Text:
»»

Auch im Punkt b) spricht für die Beklagten der § 1.08 Ziffer 3 der Rheinschiffahrtpolizeiverordnung 1970. Die dort aufgestellte Norm muß für die gesamte Gültigkeitszeit des Schiffsattestes gelten, da sie keinerlei Einschränkungen ausspricht. Die Frage, ob trotz dieser Geltung einzelne Teile des Schiffes, die besonders wichtig und besonderen Beanspruchungen ausgesetzt sind, innerhalb der Gültigkeitszeit des Attestes besonderen Untersuchungen auf fortbestehende Sicherheit zu unterziehen sind, und ob das z. B. bei einer elektrischen Ruderbedienungsanlage der Fall ist, stellt sich im vorliegenden Rechtsstreit nicht. Die Anlage ist am 11. 1. 1973 untersucht worden. Der Unfall hat sich am 30. 4. 1973 zugetragen. In der kurzen Zwischenzeit hatte die Anlage einwandfrei funktioniert.

««

[Einträge aus einer Sammlung]
»»

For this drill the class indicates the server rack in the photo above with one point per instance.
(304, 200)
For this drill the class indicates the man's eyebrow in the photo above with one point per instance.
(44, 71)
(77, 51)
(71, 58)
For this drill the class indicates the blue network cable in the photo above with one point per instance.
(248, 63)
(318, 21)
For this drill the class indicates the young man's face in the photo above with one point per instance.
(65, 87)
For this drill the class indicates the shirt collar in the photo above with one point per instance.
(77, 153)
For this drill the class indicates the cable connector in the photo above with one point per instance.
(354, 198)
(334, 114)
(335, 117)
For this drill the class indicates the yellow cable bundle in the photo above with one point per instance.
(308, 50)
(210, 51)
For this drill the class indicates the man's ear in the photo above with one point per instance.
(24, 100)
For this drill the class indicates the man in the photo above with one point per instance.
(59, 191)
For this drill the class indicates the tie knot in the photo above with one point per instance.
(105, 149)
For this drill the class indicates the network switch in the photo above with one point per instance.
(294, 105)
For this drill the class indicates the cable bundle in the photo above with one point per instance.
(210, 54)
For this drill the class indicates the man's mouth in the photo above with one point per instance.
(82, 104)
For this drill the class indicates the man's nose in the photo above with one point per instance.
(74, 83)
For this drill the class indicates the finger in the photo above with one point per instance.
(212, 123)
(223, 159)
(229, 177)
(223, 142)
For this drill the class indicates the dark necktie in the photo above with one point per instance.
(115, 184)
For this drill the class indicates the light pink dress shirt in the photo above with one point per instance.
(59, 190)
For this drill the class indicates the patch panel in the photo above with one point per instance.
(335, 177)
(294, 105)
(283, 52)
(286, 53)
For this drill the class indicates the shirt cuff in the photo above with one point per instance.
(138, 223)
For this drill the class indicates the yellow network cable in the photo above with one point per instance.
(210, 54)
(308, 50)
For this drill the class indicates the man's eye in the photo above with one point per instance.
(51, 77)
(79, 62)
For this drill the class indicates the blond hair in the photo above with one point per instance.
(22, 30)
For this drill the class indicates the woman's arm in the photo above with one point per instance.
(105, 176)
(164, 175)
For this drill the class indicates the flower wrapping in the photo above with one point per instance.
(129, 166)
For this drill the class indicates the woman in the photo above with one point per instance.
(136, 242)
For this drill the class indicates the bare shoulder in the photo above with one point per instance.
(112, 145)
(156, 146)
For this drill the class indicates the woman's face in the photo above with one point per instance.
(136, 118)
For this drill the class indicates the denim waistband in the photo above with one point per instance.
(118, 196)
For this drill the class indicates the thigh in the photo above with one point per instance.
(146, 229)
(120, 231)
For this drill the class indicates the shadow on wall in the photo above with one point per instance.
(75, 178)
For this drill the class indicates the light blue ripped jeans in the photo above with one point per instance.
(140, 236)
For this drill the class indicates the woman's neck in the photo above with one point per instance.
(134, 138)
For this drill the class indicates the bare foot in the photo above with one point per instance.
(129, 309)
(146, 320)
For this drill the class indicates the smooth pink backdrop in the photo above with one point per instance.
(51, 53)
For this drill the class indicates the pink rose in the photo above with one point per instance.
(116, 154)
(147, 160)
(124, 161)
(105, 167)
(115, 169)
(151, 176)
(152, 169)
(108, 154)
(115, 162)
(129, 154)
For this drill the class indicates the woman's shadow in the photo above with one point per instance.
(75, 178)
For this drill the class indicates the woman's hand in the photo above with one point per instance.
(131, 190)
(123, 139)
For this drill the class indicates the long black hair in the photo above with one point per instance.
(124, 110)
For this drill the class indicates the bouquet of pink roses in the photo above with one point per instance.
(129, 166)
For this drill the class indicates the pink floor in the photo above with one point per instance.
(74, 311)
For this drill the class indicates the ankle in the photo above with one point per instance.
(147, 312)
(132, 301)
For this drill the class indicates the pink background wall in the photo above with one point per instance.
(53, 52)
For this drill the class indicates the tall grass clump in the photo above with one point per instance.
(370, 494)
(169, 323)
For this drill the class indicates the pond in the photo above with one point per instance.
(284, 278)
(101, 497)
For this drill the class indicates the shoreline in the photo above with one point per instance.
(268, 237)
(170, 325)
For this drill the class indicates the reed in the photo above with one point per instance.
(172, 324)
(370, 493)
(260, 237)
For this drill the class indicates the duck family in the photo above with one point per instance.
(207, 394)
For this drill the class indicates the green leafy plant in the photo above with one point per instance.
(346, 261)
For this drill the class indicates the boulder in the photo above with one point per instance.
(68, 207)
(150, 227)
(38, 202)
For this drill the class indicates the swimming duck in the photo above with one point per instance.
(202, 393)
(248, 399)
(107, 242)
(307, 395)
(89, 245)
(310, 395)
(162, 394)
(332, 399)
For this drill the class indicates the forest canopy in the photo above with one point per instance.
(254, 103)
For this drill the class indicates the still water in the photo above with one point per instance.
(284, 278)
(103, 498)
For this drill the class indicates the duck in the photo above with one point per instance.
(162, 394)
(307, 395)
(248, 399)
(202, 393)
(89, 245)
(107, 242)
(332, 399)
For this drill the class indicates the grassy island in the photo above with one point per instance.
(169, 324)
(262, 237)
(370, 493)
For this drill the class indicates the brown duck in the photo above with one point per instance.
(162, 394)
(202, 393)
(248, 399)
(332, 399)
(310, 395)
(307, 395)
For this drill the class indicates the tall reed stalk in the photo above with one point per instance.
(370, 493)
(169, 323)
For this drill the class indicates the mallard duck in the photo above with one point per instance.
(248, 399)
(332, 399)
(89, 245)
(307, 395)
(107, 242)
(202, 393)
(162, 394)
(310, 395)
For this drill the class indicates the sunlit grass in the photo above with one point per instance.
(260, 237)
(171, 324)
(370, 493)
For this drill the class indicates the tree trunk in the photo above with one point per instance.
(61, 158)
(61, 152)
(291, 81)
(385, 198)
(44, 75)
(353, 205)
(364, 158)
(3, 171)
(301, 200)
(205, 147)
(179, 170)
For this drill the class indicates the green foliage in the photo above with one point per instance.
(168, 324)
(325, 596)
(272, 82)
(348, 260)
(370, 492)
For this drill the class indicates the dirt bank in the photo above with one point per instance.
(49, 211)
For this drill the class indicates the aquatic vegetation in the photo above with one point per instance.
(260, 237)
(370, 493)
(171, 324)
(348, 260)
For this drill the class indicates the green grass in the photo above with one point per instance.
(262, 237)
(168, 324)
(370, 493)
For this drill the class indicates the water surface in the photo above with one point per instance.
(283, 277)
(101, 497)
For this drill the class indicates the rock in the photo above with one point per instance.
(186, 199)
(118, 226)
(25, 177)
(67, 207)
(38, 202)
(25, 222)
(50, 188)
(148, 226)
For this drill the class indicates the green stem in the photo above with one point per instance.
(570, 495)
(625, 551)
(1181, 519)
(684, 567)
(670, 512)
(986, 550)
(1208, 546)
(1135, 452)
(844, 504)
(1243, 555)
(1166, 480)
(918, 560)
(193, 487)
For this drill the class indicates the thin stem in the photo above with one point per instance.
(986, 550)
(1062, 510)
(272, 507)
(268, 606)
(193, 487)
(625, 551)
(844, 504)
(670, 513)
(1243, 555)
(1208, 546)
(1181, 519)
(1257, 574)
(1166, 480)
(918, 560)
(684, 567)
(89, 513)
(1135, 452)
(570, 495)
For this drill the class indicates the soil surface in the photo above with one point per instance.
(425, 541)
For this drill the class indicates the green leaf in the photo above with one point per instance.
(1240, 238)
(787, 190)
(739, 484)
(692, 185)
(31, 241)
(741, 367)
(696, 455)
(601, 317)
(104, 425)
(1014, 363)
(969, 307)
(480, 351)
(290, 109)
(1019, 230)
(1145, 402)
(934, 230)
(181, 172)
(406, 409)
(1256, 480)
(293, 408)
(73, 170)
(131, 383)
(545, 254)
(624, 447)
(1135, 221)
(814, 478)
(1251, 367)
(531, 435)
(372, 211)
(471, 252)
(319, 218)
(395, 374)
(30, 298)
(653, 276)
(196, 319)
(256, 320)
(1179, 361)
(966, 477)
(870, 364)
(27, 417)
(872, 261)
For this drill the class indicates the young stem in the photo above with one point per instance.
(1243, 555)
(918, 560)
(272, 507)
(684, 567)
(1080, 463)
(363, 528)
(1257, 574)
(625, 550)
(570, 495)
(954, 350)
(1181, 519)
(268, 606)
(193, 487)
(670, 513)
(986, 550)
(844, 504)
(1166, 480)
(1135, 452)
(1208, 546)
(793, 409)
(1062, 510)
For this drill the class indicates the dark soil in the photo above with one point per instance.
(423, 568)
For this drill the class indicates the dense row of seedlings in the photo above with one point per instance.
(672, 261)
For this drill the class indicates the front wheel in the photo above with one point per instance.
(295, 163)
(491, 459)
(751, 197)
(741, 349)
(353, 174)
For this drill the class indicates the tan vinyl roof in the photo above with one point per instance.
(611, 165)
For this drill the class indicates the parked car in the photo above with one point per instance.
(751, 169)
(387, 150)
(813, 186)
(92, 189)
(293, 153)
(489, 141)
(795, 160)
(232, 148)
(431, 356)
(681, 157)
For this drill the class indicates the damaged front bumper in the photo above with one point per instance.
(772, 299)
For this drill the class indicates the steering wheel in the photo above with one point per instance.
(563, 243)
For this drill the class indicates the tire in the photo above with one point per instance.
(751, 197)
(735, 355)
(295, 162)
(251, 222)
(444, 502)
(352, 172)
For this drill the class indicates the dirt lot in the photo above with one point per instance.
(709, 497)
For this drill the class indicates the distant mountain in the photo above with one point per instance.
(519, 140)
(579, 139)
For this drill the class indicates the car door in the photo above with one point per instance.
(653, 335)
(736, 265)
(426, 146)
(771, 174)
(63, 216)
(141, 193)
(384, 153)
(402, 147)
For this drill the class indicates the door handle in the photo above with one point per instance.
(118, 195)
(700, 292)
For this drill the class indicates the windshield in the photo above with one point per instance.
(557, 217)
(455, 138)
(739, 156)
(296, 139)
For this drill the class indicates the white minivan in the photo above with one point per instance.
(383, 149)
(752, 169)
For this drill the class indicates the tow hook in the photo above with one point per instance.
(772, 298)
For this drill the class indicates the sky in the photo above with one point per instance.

««

Aufgabe:
Gib den Absatz des Textes, der mit „Auch im Punkt b)“ beginnt, in kürzerer Form wieder und behalte dabei seine wesentlichen Fakten bei.

Antwort:
Zu Punkt b) spricht § 1.08 Ziffer 3 der Rheinschiffahrtpolizeiverordnung 1970 für die Beklagten. Diese Norm gilt ohne Einschränkung für die gesamte Gültigkeitszeit des Schiffsattestes. Ob besonders wichtige und stark beanspruchte Schiffsteile, etwa eine elektrische Ruderbedienungsanlage, innerhalb dieser Zeit zusätzlich auf fortbestehende Sicherheit zu untersuchen sind, stellt sich in diesem Rechtsstreit nicht. Die Anlage wurde am 11. 1. 1973 untersucht, und der Unfall ereignete sich am 30. 4. 1973. Dazwischen funktionierte die Anlage einwandfrei.